_SEITENTEXT:_
◆ ◆ ◆ ◆ ◆

Bundespatentgericht:
Beschluss vom 24. April 2001
Aktenzeichen: 33 W (pat) 174/00

(BPatG: Beschluss v. 24.04.2001, Az.: 33 W (pat) 174/00)

Tenor

Die Beschwerde wird zurückgewiesen.

Gründe

I Beim Deutschen Patentamt (seit dem 1. November 1998 "Deutsches Patent- und Markenamt") ist gegen die - am 20. Juni 1997 veröffentlichte - Eintragung der Marke 397 04 848 siehe Abb. 1 am Endefür die Dienstleistungen

"Klasse 36: Finanzierung von Fernmeldedienstleistungen durch Kreditkarten;

Klasse 38: öffentliche und private Fernmeldedienstleistungenvom 26. März 1997 auf Grund der unter anderem für die Dienstleistungen

"Klasse 38: Telekommunikationsdienste"

am 23. Oktober 1996 eingetragenen Marke 396 37 619 INTEL Widerspruch erhoben worden.

Die Markenstelle für Klasse 36 hat die Löschung der angegriffenen Marke durch den von einem Hilfsmitglied des Patentamts erlassenen Beschluß vom 6. Juli 2000 gemäß § 9 Abs 1 Nr 2 MarkenG wegen Verwechslungsgefahr mit der Widerspruchsmarke angeordnet. In den Gründen ist ausgeführt worden, Dienstleistungen der Widerspruchsmarke aus der Klasse 38 und die Dienstleistungen der angegriffenen Marke seien teils identisch und im übrigen hochgradig ähnlich. Die angegriffene Marke werde vom Verkehr nur mit dem Wortbestandteil "ENTEL" benannt, da der andere Bestandteil wie ein bildhaftes Emblem wirke. Im klanglichen Gesamteindruck seien die sich gegenüberstehenden Markenwörter "INTEL" und "ENTEL" hochgradig ähnlich. Selbst wenn man von einer nur durchschnittlichen Kennzeichnungskraft der Widerspruchsmarke ausgehe, liege Verwechslungsgefahr vor.

◆ ◆ ◆ ◆ ◆

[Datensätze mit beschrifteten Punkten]
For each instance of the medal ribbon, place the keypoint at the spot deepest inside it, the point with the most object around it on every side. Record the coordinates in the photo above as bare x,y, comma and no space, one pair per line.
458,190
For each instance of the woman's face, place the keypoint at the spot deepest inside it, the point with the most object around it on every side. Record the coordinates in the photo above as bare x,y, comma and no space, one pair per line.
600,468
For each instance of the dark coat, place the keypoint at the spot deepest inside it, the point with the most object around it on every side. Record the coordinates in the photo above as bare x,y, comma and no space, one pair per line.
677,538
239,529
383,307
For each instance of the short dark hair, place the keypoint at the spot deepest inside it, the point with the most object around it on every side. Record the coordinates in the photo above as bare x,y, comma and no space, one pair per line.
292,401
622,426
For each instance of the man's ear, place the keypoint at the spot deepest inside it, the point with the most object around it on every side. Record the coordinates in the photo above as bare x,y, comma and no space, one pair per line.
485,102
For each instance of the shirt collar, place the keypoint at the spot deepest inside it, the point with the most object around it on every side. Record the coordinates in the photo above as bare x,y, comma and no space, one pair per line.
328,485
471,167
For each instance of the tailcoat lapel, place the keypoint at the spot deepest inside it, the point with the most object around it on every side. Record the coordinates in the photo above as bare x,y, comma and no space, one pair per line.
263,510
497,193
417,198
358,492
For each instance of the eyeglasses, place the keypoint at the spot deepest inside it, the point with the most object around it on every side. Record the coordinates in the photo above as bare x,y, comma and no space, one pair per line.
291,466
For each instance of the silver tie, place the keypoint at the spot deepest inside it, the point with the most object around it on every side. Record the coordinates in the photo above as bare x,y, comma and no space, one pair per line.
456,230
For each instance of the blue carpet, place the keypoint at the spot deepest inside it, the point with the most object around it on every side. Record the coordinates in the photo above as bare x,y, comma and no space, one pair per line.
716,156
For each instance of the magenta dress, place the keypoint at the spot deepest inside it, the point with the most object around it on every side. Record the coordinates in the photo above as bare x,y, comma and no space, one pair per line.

◆ ◆ ◆ ◆ ◆

_ARBEITSAUFTRAG:_ An welchem Tag wurde laut dem Beschluss des Bundespatentgerichts die Widerspruchsmarke INTEL eingetragen?

_ERWARTETE ANTWORT:_ Am 23. Oktober 1996.